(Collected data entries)
»»

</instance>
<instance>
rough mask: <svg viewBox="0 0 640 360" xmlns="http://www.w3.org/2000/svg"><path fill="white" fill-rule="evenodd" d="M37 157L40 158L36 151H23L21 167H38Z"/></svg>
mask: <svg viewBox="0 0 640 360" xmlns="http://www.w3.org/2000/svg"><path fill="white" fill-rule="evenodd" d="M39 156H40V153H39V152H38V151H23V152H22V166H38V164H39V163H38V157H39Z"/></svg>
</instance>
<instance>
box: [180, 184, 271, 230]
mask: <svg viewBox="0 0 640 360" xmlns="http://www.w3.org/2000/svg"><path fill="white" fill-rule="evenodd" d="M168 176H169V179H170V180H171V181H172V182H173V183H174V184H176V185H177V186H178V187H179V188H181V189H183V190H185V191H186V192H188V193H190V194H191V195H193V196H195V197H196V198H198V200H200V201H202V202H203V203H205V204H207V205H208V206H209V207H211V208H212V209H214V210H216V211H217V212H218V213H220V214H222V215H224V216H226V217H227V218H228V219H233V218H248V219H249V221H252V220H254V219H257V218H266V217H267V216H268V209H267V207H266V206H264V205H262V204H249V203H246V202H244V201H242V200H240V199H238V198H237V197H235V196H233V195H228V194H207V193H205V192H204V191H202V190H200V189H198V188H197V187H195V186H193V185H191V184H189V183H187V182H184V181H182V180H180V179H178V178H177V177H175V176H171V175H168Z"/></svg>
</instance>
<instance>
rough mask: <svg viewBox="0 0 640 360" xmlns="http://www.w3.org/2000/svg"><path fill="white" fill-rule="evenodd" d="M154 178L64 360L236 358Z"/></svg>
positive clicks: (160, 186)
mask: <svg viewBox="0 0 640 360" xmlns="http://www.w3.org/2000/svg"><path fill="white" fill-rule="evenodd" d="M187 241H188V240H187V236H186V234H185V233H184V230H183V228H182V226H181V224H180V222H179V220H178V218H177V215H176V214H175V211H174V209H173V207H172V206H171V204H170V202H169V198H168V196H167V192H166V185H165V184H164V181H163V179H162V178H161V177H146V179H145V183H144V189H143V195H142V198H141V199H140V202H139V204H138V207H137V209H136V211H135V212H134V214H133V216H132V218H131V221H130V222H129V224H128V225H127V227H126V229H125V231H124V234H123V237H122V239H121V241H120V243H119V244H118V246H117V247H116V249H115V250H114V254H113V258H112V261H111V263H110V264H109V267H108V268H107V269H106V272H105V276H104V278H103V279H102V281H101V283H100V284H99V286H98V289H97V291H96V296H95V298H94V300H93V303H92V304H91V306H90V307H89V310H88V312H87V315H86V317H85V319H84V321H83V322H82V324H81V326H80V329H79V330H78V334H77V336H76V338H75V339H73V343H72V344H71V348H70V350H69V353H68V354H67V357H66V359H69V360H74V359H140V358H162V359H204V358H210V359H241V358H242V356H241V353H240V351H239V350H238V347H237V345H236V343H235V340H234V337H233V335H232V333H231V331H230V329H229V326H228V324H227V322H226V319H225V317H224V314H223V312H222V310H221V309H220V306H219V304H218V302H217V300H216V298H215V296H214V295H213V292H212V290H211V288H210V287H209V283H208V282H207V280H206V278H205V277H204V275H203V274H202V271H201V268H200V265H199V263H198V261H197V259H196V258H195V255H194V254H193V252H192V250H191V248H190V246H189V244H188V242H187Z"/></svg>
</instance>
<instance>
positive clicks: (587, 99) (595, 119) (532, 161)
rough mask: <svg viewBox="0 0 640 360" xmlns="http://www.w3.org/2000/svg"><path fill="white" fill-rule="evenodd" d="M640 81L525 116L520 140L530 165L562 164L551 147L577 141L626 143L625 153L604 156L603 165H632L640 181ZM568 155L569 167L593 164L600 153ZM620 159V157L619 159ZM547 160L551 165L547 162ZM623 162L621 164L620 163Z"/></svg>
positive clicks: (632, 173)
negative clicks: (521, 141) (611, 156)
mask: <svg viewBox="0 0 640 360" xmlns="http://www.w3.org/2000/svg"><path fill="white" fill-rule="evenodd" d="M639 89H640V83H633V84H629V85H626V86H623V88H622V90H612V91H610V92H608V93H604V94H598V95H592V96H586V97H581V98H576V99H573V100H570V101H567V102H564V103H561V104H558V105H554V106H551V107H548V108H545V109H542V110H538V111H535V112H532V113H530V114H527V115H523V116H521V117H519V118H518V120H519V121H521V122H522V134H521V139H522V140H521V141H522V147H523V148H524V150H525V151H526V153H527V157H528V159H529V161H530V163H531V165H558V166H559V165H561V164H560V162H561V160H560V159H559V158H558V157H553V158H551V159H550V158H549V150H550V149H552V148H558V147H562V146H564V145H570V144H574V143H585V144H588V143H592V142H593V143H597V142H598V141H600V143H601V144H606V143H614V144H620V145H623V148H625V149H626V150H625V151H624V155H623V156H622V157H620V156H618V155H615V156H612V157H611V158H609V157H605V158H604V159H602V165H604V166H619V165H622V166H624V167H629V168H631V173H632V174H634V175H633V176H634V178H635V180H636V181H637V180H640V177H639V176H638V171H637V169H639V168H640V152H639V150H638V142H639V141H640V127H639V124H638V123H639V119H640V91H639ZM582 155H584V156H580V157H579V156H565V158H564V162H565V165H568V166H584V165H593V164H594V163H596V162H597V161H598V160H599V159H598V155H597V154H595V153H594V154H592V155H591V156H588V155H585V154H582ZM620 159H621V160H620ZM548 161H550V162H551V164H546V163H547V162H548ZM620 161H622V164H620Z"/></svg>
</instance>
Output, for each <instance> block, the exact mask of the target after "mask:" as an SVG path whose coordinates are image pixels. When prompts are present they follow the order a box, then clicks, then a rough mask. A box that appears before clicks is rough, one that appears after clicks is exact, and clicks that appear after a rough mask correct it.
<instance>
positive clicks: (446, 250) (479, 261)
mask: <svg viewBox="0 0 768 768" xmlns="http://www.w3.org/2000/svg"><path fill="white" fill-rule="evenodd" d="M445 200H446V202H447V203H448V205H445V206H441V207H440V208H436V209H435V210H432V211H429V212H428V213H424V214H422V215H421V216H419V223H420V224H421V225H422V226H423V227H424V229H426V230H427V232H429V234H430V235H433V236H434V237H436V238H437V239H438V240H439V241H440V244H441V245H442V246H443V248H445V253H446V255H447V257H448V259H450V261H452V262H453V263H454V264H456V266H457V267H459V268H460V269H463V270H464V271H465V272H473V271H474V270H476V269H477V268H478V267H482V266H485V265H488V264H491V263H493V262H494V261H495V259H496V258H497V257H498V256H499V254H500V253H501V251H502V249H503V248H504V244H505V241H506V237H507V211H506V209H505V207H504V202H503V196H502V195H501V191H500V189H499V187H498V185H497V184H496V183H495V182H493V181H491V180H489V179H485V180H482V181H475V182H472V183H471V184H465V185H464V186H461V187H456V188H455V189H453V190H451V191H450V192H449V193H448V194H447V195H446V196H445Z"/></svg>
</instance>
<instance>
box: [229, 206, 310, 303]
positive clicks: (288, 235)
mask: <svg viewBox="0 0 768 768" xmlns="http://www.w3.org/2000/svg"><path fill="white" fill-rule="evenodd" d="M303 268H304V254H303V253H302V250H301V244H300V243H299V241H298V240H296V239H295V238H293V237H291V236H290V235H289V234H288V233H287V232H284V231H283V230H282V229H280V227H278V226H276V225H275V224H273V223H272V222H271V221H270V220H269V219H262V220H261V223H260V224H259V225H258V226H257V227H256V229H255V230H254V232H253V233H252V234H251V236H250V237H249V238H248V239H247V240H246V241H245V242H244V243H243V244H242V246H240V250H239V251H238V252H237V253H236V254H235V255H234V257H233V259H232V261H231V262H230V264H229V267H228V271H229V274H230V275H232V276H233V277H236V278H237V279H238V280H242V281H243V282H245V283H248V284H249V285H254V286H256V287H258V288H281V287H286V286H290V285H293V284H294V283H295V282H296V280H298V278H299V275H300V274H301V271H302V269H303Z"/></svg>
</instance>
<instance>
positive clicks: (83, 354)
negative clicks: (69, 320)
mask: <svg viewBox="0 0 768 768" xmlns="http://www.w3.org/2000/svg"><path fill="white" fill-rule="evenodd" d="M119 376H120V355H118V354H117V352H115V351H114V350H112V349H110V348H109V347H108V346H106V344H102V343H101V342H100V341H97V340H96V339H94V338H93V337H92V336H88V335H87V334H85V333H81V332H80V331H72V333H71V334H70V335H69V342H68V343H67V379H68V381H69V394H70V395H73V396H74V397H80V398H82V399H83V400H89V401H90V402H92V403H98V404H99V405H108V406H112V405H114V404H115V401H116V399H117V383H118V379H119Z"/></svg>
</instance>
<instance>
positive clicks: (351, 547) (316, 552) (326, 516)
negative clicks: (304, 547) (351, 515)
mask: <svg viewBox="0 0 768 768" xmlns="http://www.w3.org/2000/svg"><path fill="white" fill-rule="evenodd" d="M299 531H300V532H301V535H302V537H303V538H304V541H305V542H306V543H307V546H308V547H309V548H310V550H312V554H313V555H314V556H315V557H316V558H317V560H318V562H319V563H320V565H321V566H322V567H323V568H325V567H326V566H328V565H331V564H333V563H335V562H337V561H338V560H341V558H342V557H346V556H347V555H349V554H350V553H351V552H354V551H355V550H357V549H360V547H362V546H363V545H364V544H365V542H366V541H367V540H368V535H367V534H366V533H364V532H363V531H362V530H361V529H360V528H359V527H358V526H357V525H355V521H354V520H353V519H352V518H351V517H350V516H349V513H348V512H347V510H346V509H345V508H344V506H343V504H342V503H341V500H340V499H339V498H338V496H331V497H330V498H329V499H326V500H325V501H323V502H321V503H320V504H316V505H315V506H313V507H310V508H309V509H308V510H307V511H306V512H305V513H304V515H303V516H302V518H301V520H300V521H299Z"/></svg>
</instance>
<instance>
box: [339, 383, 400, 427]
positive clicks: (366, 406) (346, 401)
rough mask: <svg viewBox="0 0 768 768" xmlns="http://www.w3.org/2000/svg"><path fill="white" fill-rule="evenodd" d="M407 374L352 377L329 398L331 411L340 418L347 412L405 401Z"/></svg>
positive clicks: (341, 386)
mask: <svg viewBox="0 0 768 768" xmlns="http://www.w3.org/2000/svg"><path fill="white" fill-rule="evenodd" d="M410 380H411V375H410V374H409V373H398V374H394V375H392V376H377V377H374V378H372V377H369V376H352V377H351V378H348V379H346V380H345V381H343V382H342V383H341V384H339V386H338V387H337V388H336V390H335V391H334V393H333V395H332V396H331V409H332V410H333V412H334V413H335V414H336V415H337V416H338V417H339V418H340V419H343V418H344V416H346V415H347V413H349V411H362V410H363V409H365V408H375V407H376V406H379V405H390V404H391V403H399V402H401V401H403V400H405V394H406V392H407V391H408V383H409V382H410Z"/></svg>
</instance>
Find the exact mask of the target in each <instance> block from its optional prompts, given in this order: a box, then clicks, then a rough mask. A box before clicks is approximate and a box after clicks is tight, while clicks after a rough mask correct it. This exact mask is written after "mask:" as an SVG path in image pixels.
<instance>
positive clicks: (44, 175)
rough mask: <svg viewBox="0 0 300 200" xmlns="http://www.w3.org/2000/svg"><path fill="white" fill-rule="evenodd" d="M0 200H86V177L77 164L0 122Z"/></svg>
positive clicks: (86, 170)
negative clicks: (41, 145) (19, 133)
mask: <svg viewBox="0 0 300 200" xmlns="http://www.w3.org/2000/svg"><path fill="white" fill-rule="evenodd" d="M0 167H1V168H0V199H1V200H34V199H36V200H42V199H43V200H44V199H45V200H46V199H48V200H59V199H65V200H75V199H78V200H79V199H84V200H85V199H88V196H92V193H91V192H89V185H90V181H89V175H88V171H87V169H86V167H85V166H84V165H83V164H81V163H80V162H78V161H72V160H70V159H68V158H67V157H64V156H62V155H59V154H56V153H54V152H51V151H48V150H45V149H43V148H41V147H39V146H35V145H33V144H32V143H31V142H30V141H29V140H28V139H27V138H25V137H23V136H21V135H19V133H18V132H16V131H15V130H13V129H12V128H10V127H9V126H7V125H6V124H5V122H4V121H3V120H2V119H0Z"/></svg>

««

### Activity
Exact copies of the line with "positive clicks: (44, 175)" and of every later line in the entries make up the whole answer.

### Written solution
positive clicks: (44, 175)
rough mask: <svg viewBox="0 0 300 200" xmlns="http://www.w3.org/2000/svg"><path fill="white" fill-rule="evenodd" d="M0 200H86V177L77 164L0 122Z"/></svg>
positive clicks: (86, 170)
negative clicks: (41, 145) (19, 133)
mask: <svg viewBox="0 0 300 200" xmlns="http://www.w3.org/2000/svg"><path fill="white" fill-rule="evenodd" d="M0 167H1V168H0V199H1V200H34V199H36V200H42V199H43V200H44V199H45V200H46V199H48V200H59V199H65V200H75V199H78V200H79V199H84V200H85V199H88V196H92V193H91V192H89V185H90V181H89V175H88V171H87V169H86V167H85V166H84V165H83V164H81V163H80V162H78V161H72V160H70V159H68V158H67V157H64V156H62V155H59V154H56V153H54V152H51V151H48V150H45V149H43V148H41V147H39V146H35V145H33V144H32V143H31V142H30V141H29V140H28V139H27V138H25V137H23V136H21V135H19V133H18V132H16V131H15V130H13V129H12V128H10V127H9V126H7V125H6V124H5V122H4V121H3V120H2V119H0Z"/></svg>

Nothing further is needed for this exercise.